Given request A:
Select every line of the records that contains the string "fence".

Extract:
TOP 40 DEBUT: January 12, 1980

PEAK POSITION: #13 (March 1, 1980)


If you had a name as great as “The Nitty Gritty Dirt Band,” why on Earth would you change it? And secondly, why would you switch it to something as lame as “The Dirt Band”? These aren’t theoretical questionsor at least they weren’t theoretical in the summer of 1977, when one of the more freewheeling country collectives of the day decided to make a hard left turn towards soft rock, complete with a truly stupefying name change. The Nitty Gritty Dirt Band had just wrapped a tour of historic proportions, playing 28 sold-out shows in the Soviet Union as the first American act allowed behind the Iron Curtain. Their first hits collection, the triple album Dirt, Silver and Gold, had only been released months earlier. At their highest moment of visibility-to-date, the group surveying an entire decade of existence, realized nothing was broken—and decided to fix things anyway.

Given request B:
According to the passage on the Nitty Gritty Dirt Band, how many sold-out shows did the group play in the Soviet Union?

Provided records:

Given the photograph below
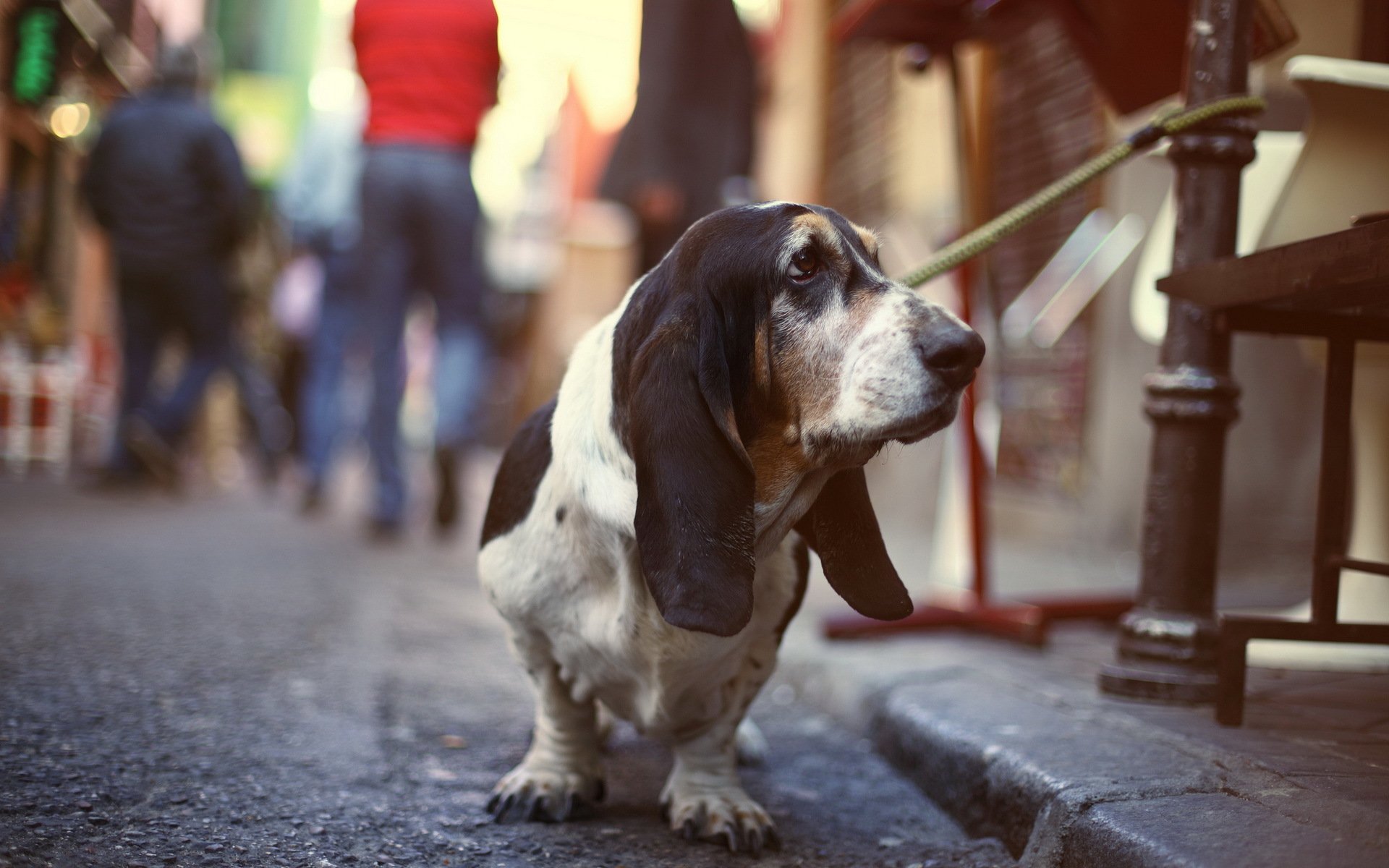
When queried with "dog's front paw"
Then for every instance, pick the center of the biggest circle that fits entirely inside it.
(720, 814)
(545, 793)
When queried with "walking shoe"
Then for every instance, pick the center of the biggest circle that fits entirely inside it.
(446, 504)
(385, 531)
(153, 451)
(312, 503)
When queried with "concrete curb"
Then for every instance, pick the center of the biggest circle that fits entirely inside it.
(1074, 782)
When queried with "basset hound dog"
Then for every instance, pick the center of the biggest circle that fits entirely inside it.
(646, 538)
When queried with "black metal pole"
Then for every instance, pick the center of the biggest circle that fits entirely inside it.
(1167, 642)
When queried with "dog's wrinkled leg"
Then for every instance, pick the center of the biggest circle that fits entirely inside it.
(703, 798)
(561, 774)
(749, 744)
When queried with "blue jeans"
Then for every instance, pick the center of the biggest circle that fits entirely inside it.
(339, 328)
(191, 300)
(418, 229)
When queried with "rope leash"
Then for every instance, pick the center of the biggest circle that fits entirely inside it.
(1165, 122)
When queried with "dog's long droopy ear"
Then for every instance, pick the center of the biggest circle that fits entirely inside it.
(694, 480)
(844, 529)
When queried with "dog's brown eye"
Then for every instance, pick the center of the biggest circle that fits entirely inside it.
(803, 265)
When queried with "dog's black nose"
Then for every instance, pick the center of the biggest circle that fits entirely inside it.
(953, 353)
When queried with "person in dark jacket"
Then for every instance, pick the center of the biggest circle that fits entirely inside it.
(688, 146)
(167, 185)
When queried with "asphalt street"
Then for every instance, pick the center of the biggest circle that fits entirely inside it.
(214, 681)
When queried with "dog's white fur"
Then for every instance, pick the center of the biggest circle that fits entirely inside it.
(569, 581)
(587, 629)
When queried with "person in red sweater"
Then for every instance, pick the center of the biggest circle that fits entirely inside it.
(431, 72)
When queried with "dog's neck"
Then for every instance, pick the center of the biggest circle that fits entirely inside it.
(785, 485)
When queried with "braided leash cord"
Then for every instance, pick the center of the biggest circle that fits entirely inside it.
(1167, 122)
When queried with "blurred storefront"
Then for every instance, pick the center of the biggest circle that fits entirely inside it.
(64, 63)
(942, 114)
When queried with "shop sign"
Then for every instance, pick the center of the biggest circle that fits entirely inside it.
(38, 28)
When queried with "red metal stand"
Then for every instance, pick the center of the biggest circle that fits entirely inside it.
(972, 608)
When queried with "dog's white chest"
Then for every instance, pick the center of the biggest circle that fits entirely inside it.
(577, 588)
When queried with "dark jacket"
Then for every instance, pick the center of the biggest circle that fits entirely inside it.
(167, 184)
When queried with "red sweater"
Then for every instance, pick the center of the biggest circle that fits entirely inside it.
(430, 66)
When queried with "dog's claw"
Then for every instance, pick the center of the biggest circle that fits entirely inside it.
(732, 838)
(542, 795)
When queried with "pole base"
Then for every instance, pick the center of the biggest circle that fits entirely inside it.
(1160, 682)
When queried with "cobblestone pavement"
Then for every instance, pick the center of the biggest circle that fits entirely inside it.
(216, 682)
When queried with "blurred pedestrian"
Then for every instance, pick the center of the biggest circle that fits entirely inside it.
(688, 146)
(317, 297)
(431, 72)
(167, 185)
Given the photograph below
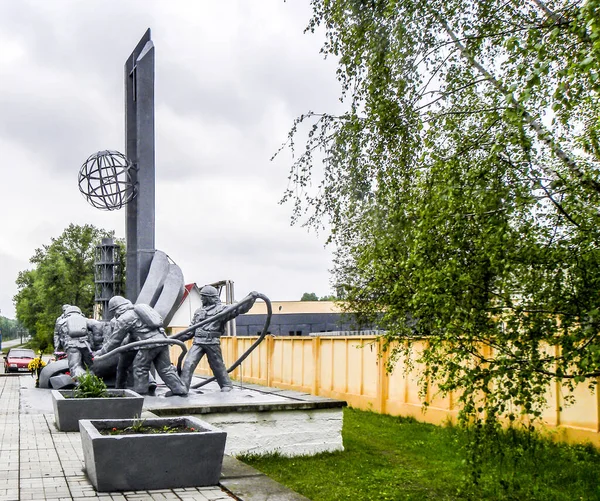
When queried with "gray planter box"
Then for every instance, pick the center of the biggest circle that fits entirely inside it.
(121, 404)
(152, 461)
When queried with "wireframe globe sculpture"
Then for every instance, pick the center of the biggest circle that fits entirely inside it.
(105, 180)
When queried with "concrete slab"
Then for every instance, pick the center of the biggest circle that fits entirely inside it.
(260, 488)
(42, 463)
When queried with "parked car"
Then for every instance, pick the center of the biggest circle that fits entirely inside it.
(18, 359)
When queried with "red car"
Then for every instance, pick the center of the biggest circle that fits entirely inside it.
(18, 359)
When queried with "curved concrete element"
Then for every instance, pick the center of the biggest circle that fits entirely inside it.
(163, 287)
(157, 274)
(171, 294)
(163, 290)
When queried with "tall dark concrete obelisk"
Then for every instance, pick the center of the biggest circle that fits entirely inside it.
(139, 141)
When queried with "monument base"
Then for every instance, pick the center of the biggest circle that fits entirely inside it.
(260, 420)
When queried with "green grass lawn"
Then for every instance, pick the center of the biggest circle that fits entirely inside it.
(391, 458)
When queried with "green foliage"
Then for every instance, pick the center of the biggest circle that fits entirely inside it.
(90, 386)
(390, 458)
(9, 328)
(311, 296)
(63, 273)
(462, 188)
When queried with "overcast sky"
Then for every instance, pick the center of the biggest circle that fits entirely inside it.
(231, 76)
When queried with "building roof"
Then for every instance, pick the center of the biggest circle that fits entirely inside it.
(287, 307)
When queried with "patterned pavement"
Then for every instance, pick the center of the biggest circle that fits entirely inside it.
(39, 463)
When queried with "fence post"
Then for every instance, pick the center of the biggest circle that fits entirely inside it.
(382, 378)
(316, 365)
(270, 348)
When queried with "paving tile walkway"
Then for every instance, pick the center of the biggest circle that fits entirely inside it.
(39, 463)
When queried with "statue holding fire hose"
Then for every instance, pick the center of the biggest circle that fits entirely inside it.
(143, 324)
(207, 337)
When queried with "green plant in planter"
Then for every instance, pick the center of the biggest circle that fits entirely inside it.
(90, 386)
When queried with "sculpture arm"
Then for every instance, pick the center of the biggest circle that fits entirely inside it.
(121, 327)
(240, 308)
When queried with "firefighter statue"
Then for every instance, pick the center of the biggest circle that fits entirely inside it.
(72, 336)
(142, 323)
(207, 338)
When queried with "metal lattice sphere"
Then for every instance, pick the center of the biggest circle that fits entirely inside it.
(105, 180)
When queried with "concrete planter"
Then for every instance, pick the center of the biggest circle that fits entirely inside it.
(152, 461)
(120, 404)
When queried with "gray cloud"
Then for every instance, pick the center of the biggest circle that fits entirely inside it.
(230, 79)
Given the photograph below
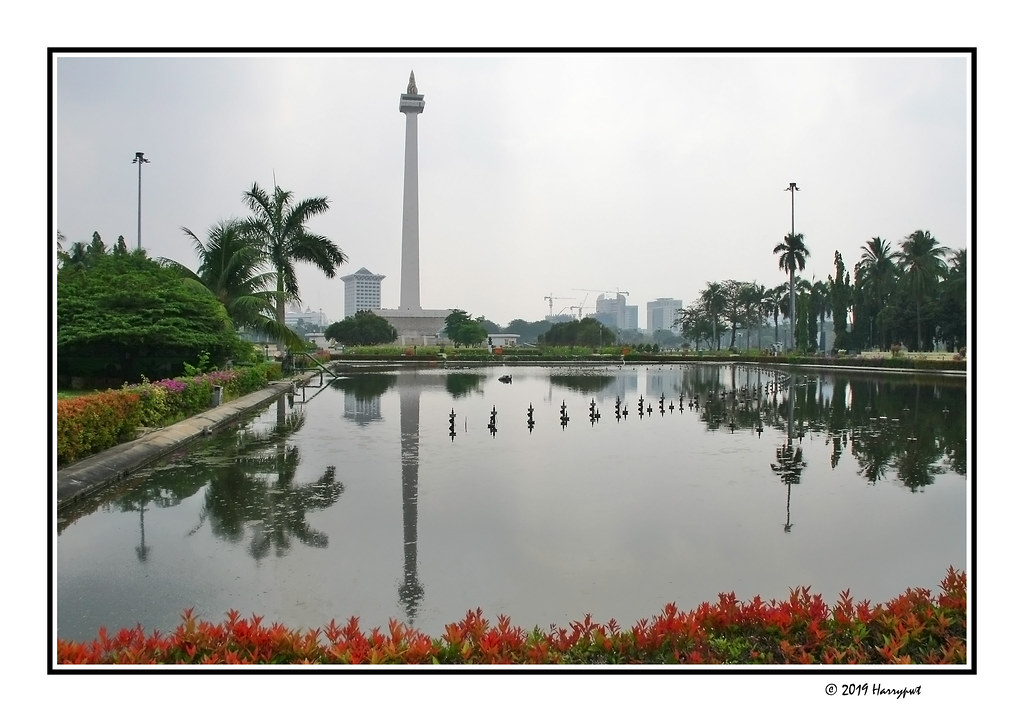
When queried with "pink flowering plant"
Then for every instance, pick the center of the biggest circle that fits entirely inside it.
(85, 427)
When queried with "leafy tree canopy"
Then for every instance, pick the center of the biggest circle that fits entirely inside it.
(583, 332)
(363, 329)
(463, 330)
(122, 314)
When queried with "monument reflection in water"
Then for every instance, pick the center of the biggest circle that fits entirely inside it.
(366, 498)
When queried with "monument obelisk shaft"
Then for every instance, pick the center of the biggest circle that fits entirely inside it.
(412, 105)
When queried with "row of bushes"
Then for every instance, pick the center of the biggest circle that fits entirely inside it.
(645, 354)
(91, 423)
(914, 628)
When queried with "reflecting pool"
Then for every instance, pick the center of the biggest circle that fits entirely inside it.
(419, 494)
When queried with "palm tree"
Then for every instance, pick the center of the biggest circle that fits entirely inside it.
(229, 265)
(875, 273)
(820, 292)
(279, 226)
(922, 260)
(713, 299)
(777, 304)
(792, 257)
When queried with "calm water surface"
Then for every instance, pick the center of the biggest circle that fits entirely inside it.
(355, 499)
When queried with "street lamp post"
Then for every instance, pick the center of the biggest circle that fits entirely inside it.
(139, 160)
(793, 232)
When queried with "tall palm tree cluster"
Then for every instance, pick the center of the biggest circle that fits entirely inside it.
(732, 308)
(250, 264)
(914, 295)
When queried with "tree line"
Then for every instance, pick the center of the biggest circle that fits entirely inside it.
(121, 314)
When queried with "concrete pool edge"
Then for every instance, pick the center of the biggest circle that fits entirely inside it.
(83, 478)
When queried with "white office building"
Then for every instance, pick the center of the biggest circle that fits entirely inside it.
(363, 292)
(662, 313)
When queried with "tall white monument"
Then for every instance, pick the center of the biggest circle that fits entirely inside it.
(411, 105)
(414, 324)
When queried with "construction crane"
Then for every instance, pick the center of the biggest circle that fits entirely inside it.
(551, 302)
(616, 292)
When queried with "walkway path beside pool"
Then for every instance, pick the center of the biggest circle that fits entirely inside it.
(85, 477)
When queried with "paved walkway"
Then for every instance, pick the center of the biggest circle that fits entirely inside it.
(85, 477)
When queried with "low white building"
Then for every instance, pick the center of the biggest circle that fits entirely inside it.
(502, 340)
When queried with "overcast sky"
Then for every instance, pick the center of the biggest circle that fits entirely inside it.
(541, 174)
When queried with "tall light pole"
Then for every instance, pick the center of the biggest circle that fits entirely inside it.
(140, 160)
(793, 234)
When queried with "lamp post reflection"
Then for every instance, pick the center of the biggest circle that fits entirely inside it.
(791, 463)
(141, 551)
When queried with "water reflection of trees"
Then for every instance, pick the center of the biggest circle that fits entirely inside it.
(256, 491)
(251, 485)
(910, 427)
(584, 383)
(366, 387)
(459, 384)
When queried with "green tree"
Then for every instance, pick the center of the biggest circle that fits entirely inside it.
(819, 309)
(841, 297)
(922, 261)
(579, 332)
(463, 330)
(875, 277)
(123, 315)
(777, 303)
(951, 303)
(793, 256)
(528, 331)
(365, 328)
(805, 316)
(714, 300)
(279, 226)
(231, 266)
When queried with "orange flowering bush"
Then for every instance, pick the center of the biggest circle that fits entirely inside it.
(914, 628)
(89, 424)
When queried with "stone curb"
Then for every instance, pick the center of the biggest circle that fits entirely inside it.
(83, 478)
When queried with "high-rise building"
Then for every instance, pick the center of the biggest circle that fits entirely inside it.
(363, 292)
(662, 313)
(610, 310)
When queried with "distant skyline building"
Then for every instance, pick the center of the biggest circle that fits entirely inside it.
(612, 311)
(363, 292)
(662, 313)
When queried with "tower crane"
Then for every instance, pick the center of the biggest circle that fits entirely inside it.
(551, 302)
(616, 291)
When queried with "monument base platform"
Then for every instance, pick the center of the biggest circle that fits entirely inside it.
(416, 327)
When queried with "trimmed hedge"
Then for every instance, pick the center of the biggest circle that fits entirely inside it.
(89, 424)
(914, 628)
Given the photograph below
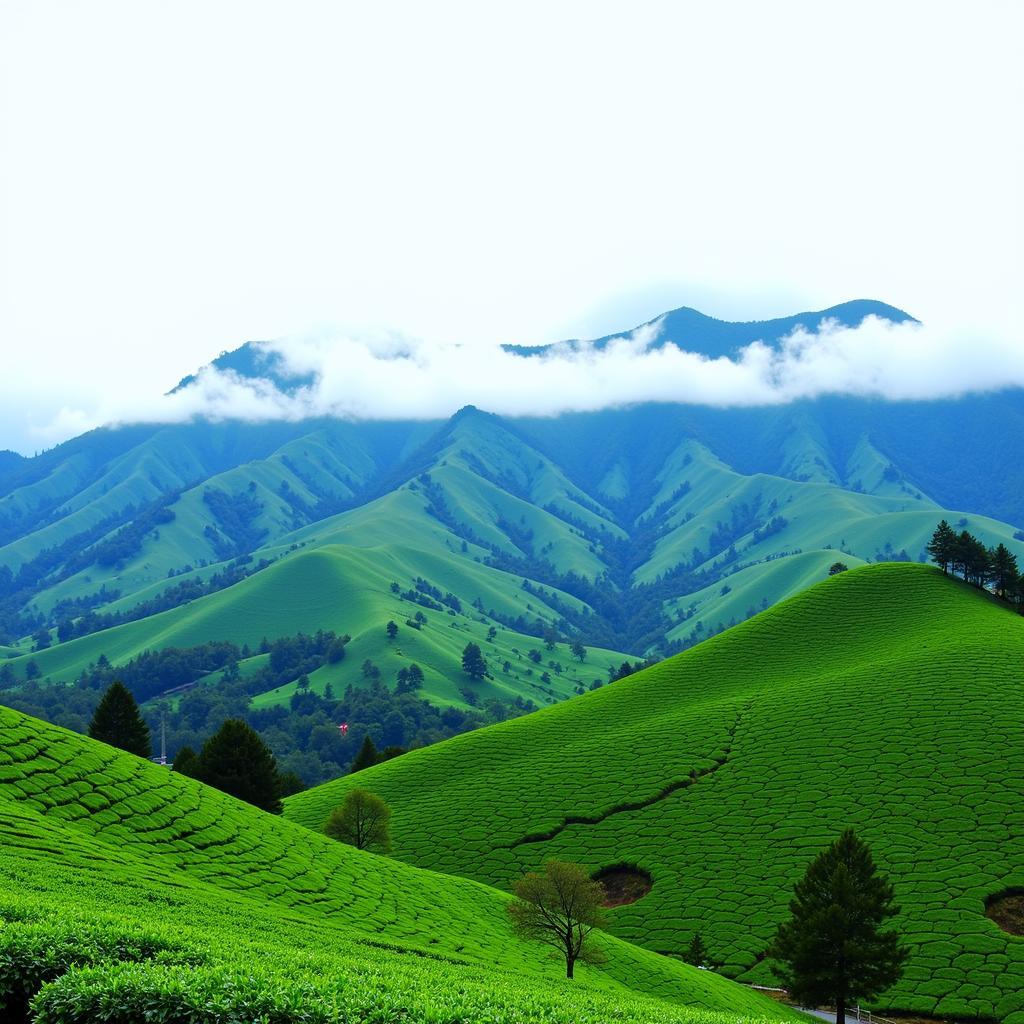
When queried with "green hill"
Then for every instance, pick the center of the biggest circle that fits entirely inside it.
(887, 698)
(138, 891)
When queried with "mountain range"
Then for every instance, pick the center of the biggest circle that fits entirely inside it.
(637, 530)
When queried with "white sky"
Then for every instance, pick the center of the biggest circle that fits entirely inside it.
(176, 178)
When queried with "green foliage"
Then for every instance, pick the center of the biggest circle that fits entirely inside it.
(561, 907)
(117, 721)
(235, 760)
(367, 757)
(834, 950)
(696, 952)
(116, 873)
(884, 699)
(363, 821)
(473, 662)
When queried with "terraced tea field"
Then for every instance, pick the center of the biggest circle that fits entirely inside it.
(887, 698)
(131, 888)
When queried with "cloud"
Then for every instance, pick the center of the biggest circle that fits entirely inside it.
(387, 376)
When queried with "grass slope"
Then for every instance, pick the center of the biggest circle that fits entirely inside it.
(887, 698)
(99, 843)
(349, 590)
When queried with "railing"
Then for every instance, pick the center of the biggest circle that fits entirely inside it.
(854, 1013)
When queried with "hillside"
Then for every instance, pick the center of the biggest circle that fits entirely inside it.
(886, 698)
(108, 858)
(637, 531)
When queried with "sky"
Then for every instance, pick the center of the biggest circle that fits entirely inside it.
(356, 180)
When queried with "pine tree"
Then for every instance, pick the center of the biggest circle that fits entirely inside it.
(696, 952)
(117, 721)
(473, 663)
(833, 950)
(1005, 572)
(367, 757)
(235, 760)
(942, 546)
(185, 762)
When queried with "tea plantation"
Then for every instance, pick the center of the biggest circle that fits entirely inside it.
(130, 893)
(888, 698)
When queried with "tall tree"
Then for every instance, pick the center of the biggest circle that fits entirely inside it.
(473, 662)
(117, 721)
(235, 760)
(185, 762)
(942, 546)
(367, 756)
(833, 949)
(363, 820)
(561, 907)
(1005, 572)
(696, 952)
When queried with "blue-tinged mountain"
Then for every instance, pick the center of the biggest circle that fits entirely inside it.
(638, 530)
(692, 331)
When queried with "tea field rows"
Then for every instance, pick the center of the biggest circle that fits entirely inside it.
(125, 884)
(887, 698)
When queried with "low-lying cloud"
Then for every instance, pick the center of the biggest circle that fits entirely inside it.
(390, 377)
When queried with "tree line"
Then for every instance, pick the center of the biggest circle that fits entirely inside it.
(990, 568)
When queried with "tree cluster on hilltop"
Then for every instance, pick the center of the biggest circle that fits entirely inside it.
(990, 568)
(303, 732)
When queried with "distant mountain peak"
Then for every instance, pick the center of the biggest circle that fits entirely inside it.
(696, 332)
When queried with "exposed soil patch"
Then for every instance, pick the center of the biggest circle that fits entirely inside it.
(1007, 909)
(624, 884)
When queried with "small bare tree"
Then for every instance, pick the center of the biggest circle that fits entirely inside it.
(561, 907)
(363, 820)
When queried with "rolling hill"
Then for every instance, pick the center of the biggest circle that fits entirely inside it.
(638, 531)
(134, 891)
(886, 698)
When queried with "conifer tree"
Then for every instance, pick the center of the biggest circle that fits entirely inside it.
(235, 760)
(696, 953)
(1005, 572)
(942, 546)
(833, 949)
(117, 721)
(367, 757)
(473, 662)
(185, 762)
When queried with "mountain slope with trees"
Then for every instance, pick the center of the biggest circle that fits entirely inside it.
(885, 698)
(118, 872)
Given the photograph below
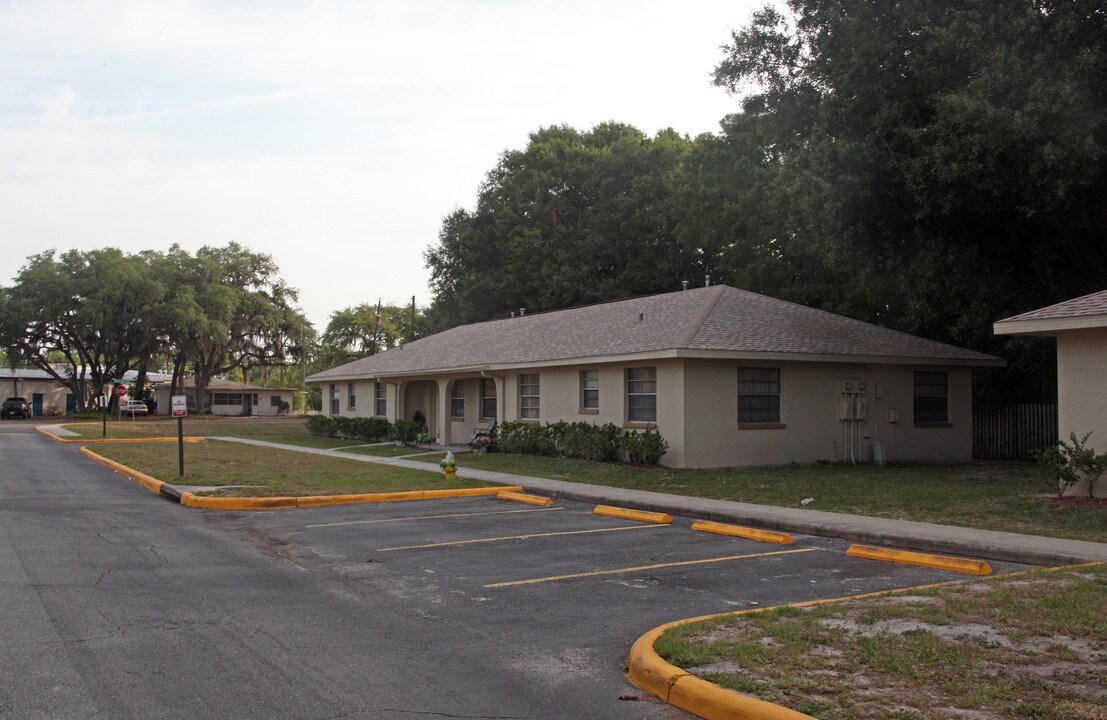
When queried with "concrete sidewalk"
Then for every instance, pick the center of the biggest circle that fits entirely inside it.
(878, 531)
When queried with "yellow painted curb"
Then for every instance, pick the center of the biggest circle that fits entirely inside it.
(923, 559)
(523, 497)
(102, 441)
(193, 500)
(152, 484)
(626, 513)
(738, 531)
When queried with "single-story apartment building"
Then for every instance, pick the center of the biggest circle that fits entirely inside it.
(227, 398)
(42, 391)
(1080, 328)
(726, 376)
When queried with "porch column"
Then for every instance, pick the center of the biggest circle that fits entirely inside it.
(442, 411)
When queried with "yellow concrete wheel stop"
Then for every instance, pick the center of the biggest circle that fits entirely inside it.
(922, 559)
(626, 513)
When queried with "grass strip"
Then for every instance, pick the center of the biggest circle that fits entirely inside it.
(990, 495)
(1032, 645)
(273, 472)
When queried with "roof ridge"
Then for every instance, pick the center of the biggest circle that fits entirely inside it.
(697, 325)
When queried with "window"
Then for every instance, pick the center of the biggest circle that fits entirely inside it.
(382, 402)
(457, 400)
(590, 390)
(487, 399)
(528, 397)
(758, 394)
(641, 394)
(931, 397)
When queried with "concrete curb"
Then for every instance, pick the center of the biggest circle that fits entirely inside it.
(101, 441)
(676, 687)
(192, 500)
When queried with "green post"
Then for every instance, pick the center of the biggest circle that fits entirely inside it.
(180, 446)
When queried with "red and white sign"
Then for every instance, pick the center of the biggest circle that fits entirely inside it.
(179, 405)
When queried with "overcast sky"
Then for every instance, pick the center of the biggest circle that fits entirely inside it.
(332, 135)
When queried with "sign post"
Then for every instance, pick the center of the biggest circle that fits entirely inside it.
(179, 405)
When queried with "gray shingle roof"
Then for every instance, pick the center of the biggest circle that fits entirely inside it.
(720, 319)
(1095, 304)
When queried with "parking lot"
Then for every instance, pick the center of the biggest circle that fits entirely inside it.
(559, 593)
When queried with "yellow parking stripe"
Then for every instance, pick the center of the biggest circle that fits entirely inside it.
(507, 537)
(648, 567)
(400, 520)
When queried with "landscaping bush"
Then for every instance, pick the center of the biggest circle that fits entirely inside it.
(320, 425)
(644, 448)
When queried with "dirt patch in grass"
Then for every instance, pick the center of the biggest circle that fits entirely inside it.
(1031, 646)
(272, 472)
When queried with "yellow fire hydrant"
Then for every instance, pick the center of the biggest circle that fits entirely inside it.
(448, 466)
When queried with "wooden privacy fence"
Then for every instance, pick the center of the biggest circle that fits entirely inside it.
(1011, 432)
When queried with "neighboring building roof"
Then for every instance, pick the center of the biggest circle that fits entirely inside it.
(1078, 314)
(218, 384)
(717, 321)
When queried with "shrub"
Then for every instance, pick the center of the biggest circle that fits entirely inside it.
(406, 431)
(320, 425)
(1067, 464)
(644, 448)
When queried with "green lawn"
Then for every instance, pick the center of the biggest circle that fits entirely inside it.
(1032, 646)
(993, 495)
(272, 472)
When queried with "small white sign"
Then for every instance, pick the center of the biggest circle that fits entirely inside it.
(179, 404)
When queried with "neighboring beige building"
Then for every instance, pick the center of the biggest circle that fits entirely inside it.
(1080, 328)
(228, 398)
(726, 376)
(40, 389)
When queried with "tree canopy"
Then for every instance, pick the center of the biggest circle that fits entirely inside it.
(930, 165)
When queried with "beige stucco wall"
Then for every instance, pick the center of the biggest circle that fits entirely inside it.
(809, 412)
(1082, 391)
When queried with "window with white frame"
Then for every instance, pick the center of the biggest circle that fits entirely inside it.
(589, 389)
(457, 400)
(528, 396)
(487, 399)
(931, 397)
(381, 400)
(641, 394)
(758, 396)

Full output A:
When queried with "fence post"
When queried with "wooden privacy fence"

Full output B:
28